» What the task requires
Output, as a numbered list, every line of the data from the line containing "task: segment the **black" through the final line of the data, both included, omitting any blank lines.
** Start of Supplied entries **
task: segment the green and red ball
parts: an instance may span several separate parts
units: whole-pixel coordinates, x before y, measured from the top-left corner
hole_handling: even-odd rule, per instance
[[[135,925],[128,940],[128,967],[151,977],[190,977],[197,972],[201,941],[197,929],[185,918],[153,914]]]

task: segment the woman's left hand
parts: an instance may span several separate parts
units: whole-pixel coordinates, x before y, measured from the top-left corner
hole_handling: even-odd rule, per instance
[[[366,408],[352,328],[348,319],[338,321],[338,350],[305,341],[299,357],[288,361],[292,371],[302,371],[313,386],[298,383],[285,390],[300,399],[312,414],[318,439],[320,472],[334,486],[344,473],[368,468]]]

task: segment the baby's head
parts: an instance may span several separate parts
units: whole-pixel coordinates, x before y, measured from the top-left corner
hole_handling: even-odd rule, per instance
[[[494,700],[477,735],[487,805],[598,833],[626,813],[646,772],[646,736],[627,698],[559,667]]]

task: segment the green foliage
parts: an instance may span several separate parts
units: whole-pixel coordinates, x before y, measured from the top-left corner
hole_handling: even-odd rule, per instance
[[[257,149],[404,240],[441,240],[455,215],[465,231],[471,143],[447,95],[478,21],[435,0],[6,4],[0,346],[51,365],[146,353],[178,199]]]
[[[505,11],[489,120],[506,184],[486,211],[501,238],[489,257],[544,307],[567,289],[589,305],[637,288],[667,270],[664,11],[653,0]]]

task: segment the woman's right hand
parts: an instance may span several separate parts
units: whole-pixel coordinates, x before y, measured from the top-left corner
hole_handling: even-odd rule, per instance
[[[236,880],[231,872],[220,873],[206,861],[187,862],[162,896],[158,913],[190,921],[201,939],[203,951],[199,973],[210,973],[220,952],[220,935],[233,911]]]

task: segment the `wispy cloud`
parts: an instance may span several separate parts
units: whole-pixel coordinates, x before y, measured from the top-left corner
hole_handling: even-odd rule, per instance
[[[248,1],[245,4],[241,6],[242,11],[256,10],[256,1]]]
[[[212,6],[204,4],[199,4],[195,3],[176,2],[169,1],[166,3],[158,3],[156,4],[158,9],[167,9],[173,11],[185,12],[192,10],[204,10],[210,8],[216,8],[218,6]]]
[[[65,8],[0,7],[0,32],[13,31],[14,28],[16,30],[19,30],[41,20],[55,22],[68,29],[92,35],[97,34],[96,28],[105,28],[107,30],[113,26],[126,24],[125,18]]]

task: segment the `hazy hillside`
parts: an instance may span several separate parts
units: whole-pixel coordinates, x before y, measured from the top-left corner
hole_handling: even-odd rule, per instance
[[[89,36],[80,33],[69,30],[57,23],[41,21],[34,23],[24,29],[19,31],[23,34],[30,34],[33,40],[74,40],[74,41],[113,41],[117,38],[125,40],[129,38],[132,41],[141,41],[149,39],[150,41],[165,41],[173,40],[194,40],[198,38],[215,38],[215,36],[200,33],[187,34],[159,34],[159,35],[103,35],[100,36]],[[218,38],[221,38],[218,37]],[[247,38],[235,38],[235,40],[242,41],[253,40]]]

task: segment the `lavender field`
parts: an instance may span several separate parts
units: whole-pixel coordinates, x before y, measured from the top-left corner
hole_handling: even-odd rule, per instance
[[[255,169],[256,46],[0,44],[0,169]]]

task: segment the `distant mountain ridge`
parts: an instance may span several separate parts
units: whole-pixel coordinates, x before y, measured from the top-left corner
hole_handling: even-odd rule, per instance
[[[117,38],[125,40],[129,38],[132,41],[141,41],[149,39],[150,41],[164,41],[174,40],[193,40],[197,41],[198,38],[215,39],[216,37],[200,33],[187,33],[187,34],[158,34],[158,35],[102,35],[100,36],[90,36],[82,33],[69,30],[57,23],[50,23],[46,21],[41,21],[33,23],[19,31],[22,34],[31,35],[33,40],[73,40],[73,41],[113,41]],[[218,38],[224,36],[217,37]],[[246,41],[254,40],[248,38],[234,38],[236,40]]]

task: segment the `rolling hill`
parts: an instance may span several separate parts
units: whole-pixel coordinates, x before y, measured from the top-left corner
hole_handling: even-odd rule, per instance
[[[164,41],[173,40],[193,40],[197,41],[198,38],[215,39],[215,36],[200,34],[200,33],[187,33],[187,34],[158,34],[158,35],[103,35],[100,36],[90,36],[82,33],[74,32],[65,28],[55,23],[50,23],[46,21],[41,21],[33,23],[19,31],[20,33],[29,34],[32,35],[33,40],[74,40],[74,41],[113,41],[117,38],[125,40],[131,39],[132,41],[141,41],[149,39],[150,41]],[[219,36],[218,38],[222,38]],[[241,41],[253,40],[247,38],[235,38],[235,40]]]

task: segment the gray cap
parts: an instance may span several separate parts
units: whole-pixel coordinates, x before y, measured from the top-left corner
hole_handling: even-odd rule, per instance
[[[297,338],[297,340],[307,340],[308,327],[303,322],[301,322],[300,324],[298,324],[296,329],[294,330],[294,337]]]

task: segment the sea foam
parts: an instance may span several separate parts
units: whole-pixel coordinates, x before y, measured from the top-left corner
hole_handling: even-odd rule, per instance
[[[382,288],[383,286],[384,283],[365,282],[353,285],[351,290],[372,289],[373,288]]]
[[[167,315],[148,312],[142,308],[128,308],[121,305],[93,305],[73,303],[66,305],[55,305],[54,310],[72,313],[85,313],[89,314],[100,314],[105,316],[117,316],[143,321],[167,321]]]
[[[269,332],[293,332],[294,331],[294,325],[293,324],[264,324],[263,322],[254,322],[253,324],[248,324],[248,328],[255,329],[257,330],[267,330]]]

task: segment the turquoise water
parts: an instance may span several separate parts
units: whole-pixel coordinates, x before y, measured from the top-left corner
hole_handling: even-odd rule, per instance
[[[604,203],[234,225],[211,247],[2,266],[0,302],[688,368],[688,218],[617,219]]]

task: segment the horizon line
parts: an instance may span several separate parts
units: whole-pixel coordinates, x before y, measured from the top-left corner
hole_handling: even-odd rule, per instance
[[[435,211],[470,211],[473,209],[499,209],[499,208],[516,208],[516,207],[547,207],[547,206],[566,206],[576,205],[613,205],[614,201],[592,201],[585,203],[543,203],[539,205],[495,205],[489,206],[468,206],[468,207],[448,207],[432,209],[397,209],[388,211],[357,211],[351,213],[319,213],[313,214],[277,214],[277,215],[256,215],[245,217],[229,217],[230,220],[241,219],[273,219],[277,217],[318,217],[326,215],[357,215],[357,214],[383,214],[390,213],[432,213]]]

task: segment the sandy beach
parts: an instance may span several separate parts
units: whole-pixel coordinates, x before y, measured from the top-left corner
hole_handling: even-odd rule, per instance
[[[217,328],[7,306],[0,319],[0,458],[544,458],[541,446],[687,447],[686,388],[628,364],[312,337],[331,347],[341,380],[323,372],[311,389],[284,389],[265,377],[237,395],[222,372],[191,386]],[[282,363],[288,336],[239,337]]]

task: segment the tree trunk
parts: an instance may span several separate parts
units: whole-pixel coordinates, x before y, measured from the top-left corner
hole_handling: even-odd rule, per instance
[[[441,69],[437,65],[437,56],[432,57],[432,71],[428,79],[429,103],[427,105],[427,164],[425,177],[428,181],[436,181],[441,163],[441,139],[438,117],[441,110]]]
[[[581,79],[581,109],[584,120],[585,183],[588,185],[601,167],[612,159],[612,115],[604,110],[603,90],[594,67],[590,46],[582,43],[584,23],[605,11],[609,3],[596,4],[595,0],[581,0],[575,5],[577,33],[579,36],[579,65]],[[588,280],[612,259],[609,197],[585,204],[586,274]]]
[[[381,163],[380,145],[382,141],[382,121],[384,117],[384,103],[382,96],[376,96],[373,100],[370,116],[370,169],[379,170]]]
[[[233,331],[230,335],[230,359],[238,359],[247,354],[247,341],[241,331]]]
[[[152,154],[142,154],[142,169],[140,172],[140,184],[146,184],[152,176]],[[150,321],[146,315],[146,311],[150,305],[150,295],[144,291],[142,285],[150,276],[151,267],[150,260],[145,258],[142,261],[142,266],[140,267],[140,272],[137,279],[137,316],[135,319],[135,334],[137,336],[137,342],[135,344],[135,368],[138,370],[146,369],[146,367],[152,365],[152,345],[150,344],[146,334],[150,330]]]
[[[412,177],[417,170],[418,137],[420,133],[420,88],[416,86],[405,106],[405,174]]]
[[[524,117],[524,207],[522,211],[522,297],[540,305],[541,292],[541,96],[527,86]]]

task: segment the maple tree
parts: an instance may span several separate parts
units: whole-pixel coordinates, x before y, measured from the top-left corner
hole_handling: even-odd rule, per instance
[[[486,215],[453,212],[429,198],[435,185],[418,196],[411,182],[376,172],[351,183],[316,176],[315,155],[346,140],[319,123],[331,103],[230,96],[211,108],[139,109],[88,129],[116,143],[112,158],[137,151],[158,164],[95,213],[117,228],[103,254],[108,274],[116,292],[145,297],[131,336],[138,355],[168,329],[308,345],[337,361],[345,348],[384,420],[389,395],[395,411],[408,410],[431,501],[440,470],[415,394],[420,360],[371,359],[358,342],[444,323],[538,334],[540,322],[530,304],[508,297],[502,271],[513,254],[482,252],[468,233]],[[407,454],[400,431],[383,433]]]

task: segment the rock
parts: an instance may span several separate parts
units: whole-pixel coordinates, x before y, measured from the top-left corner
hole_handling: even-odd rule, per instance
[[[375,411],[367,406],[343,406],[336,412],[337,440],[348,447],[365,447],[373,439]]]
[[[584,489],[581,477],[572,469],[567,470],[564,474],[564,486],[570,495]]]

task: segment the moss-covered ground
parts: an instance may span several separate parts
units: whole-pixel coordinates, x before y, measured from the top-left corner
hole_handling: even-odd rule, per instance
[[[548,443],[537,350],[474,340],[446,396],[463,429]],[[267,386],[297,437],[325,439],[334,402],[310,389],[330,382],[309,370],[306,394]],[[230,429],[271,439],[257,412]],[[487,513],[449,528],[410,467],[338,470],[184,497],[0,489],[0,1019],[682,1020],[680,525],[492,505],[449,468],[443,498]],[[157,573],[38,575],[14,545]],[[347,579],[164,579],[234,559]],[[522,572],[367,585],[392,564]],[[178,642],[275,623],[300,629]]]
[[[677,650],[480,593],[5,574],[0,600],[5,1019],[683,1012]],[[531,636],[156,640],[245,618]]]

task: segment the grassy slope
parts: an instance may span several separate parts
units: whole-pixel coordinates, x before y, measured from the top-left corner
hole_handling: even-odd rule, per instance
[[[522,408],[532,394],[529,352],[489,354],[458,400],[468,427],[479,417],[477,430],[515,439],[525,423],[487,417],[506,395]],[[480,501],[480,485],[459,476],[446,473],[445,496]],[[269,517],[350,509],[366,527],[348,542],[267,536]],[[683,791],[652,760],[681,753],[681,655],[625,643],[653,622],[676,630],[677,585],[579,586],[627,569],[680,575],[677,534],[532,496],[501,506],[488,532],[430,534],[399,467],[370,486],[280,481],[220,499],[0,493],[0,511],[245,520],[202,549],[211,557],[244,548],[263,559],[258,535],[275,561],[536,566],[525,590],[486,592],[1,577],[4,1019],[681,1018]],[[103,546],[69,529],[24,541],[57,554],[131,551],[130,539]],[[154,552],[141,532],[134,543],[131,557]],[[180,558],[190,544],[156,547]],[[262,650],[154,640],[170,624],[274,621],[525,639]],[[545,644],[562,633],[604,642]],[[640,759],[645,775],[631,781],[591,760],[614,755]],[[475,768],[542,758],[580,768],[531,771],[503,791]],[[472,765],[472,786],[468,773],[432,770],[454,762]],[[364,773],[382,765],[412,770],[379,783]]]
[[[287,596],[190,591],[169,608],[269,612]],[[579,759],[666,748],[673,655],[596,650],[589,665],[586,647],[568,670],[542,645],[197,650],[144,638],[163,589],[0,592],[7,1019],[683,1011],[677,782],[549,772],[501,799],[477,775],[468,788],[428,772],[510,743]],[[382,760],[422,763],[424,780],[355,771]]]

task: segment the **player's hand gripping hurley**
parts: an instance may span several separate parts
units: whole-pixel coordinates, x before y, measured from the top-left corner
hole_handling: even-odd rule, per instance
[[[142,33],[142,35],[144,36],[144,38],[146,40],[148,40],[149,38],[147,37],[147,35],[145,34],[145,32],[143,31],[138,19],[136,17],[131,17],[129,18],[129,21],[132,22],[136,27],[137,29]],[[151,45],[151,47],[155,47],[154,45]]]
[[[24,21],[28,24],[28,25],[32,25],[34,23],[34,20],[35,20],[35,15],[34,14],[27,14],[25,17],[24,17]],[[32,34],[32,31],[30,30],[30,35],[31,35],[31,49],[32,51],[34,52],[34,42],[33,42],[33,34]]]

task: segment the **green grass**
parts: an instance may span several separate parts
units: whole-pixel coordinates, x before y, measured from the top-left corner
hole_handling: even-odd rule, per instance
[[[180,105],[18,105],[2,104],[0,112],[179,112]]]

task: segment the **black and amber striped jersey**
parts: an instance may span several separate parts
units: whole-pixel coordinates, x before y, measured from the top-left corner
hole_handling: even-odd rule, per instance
** End of Supplied entries **
» Response to this exercise
1. task: segment the **black and amber striped jersey**
2. parts: an instance may span several separate parts
3. units: whole-pixel coordinates, x before y, measured from the top-left corner
4. hole_handling: even-odd rule, per instance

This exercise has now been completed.